### PROBLEM REQUIREMENTS
Check the lines of the listing below for the word "spoke", and state only how many have it.

### EXCERPTED RECORDS
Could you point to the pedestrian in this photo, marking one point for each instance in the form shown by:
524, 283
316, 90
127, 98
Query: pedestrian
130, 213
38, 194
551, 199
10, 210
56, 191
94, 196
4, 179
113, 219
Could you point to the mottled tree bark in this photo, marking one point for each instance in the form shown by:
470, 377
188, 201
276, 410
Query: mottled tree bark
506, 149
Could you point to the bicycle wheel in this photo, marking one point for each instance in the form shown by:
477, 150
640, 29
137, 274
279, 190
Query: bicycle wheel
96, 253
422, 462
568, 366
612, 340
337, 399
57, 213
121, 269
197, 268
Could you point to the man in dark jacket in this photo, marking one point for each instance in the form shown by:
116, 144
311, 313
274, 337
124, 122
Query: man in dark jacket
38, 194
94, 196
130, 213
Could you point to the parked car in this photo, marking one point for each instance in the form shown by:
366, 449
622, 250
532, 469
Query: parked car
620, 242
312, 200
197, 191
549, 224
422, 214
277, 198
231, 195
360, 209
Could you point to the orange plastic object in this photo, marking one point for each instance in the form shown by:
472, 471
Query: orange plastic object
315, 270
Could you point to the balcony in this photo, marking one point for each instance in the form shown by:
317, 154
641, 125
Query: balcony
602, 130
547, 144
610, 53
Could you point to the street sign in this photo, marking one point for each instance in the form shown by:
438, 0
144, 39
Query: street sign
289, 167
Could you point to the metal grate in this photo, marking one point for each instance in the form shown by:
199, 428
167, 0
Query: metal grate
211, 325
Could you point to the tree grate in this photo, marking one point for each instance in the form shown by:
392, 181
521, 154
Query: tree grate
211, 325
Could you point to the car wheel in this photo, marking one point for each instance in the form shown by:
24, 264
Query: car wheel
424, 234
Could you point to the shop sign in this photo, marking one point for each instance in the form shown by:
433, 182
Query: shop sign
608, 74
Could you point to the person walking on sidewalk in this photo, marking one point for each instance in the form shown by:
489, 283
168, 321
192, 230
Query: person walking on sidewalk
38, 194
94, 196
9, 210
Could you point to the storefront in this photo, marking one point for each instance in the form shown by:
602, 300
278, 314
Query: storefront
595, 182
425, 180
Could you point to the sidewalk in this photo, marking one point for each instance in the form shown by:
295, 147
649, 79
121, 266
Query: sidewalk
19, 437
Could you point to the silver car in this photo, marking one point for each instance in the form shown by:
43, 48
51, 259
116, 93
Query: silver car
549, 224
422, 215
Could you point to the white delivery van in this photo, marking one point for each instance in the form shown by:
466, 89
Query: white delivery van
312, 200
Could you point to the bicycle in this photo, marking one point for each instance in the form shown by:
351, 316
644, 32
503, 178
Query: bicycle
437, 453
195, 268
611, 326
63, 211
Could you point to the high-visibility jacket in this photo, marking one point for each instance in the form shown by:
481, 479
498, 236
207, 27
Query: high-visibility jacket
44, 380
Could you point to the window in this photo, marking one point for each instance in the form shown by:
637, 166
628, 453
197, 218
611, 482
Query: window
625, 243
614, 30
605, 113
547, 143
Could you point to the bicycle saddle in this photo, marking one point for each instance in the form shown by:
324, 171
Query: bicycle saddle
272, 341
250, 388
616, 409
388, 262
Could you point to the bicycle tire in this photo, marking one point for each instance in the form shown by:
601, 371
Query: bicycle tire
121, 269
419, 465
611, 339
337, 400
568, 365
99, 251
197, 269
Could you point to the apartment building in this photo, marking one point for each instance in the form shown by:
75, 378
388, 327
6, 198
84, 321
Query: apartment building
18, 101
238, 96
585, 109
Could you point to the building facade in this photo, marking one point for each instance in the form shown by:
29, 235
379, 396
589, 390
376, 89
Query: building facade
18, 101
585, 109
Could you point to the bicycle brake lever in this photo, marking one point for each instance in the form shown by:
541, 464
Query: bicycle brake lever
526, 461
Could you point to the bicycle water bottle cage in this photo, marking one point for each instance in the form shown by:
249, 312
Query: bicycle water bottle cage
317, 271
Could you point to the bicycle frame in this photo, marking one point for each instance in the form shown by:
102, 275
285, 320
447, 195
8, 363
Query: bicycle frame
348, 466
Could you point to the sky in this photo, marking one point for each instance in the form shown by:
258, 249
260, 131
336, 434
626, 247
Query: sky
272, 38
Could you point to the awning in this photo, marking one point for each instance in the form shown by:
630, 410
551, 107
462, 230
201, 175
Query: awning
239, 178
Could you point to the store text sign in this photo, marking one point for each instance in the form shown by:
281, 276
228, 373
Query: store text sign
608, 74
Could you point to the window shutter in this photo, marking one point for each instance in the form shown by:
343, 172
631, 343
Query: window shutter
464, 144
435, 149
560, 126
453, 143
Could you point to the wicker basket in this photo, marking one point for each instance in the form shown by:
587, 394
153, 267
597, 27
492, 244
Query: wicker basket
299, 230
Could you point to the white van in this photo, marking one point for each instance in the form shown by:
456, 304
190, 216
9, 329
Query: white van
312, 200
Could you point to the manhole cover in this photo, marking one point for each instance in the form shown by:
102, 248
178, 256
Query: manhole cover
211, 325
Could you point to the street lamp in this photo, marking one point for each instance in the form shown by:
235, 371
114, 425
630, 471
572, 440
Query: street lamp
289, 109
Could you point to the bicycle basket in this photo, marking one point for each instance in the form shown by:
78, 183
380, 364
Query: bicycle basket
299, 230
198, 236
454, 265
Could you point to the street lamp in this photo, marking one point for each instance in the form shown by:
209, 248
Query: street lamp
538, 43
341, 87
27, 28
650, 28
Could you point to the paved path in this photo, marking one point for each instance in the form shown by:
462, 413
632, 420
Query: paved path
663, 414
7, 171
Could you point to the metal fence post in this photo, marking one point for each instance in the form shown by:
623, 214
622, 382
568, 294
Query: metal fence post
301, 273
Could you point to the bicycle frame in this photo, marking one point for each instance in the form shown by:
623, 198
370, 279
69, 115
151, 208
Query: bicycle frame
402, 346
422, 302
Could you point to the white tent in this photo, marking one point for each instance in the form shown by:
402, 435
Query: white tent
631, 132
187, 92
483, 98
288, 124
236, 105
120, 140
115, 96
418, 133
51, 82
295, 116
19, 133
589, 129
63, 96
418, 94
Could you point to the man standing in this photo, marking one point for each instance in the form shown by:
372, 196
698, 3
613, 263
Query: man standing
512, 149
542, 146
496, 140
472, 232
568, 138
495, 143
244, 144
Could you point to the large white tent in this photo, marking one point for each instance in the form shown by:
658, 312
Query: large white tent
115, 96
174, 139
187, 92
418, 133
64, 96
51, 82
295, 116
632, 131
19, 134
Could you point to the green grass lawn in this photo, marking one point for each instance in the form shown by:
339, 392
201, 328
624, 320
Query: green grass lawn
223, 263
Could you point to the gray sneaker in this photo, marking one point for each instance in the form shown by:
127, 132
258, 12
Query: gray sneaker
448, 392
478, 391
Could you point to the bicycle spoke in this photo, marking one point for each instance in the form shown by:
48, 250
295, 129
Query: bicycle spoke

### SOLUTION FOR THIS TASK
2